Go through the material line by line. Say how many lines contain the word "below", and give nothing more.

....

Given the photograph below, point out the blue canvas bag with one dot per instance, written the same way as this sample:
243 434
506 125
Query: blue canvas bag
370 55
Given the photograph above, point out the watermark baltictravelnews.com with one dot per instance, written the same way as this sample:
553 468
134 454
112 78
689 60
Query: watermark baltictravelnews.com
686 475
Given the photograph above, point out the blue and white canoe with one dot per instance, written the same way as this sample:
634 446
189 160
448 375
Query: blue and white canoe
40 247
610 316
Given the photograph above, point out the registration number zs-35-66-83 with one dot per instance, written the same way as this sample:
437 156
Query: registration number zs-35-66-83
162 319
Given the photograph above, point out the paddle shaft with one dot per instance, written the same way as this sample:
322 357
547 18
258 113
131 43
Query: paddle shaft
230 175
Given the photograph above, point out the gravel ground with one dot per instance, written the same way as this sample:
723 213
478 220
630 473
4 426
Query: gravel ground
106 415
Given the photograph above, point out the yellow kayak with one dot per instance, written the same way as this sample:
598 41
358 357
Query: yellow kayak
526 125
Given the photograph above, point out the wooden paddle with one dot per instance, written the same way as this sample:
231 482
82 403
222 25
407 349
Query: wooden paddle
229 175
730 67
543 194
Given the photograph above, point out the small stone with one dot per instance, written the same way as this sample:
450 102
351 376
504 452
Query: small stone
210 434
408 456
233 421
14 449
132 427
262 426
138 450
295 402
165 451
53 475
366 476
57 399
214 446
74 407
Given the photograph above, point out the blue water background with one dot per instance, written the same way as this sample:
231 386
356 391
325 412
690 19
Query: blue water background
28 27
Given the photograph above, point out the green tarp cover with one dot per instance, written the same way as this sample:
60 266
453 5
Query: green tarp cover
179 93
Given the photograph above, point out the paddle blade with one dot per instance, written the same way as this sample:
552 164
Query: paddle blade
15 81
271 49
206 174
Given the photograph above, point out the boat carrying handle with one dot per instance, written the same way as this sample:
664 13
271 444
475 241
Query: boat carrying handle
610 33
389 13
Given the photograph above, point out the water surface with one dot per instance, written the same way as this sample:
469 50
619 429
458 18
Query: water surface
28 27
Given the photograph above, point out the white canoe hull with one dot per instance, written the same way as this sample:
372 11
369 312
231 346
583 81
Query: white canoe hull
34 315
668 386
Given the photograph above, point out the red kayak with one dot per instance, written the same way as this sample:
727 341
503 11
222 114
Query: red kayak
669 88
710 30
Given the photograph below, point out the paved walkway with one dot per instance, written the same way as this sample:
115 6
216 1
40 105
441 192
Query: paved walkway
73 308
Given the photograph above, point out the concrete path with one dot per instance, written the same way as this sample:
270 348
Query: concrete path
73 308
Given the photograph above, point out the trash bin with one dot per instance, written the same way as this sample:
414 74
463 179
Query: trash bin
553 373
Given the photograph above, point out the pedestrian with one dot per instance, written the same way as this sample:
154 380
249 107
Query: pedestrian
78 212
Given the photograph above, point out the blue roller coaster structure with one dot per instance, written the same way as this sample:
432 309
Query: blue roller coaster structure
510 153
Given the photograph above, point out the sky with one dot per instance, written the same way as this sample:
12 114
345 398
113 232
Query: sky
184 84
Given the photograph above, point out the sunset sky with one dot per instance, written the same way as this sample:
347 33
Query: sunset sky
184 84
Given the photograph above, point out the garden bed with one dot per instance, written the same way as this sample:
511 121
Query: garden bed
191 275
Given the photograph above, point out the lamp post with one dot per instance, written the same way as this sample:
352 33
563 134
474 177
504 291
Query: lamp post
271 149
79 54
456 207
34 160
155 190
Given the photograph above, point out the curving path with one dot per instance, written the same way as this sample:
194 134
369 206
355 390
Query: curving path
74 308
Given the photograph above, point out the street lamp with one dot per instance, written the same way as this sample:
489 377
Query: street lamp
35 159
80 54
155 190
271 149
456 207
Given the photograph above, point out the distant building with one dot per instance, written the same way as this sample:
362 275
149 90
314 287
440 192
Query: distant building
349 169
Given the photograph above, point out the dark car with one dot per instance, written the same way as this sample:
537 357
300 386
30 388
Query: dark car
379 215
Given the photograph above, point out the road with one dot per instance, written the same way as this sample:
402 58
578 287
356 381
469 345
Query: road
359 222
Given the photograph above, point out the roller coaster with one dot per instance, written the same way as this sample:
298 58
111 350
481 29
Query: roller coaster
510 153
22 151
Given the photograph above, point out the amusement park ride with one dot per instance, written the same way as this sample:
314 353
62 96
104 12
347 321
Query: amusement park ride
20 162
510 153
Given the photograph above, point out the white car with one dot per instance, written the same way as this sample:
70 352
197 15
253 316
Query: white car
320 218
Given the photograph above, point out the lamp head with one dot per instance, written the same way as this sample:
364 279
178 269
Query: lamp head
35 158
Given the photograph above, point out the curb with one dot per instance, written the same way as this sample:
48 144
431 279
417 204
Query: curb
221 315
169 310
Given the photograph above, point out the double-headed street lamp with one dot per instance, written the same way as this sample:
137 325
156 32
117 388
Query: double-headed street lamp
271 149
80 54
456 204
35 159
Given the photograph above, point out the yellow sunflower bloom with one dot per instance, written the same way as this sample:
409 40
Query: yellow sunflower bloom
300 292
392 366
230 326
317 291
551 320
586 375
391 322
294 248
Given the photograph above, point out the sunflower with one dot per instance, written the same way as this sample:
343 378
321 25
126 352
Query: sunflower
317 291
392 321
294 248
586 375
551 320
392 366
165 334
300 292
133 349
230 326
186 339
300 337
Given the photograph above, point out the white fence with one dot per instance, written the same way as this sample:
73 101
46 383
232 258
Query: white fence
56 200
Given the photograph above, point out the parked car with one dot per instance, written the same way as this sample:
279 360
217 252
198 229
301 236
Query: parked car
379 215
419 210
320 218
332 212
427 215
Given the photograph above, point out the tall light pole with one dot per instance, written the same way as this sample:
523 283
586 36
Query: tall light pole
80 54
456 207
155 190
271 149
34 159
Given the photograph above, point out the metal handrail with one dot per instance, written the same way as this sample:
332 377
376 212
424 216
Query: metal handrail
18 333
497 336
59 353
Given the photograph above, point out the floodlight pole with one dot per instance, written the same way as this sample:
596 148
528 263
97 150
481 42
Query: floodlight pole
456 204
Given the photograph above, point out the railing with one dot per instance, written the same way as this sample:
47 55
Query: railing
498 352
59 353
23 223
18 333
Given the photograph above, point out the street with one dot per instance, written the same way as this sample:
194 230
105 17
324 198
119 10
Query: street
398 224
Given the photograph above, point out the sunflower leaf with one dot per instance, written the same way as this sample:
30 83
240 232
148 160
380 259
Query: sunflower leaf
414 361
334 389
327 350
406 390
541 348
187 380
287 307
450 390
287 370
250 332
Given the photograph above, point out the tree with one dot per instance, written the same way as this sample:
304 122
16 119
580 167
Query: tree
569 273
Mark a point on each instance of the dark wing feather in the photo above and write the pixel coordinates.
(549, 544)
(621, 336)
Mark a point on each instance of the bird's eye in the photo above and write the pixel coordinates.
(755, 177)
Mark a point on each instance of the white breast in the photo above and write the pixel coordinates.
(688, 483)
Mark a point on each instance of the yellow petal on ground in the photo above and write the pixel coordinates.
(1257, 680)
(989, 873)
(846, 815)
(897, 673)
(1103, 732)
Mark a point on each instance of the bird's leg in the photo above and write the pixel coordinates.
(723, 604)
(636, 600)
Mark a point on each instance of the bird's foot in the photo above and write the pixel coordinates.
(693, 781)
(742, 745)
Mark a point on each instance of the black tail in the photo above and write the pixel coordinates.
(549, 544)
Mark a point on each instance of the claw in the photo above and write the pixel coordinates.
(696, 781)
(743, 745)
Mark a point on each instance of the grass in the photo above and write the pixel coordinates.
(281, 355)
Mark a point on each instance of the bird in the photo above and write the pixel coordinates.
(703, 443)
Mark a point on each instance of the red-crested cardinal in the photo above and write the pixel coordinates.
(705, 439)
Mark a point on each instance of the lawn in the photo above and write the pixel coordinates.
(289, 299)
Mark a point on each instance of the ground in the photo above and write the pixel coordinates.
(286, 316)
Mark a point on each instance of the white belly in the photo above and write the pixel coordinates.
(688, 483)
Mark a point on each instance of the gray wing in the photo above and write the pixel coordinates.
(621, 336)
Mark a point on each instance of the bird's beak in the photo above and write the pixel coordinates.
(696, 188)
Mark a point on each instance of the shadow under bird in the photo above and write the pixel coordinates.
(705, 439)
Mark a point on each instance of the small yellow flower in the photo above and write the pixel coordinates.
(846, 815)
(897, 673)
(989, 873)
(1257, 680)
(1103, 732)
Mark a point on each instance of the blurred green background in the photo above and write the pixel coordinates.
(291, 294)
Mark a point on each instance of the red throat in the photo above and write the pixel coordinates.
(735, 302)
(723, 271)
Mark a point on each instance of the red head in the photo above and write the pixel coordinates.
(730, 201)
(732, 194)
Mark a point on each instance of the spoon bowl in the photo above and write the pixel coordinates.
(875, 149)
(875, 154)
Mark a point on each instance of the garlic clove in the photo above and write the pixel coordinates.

....

**SOLUTION TO THE EXERCISE**
2